◆ HOW TO COMPLETE THIS TASK
Each entry needs to be reproduced exactly, with none left out.

◆ LISTED ENTRIES
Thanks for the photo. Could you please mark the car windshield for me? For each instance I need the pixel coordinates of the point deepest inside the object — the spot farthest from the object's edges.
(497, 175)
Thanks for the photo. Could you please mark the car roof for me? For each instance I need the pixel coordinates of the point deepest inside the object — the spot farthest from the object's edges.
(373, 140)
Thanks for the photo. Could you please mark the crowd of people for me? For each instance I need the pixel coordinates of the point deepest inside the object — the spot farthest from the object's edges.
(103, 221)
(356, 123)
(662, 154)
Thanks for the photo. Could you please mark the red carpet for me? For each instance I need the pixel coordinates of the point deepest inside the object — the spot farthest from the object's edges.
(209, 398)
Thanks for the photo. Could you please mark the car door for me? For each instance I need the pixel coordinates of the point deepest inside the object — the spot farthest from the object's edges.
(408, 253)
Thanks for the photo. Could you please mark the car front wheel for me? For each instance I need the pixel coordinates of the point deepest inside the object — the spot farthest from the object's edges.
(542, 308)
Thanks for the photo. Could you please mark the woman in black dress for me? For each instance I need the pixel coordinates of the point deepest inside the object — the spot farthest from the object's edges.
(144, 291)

◆ TASK OUTPUT
Thanks for the photo. Could you please mark the car windshield for me? For each instance I need the pixel coordinates of the point deepest inside the object — the spot farthest from the object's edges.
(497, 175)
Thanks for the photo. Could you please mark the car roof for me? For each instance I need the pixel coordinates of the point deepest inside the object — the spot farthest from the object's edges.
(373, 140)
Thanks for the photo. Could you please mark the crowd of people for me? For each instance I need the pixel coordinates of the point deepest inside the object — the spot farthest from the object's edges.
(103, 221)
(356, 123)
(662, 154)
Thanks for the photo. Could you please mark the red carpet for me? For each instance I need the pixel coordinates of the point deepest inside the object — the spot farthest from the object's edges.
(209, 398)
Thanks for the photo. Could you please mark the car door for me? For each instance I need the pixel coordinates of the point deepest inside the object — the spot farthest from the object's edges.
(408, 253)
Thanks for the photo. Could you please mark the car front wheel for me? For each instance I need the pixel coordinates of the point deepest inside the object — the spot farthest from the object's edges.
(542, 308)
Thanks for the photo. Could you please mark the woman in black dress for me? For each instance I need the pixel coordinates of the point deepest inside the object — the spot farthest from the object's edges.
(144, 291)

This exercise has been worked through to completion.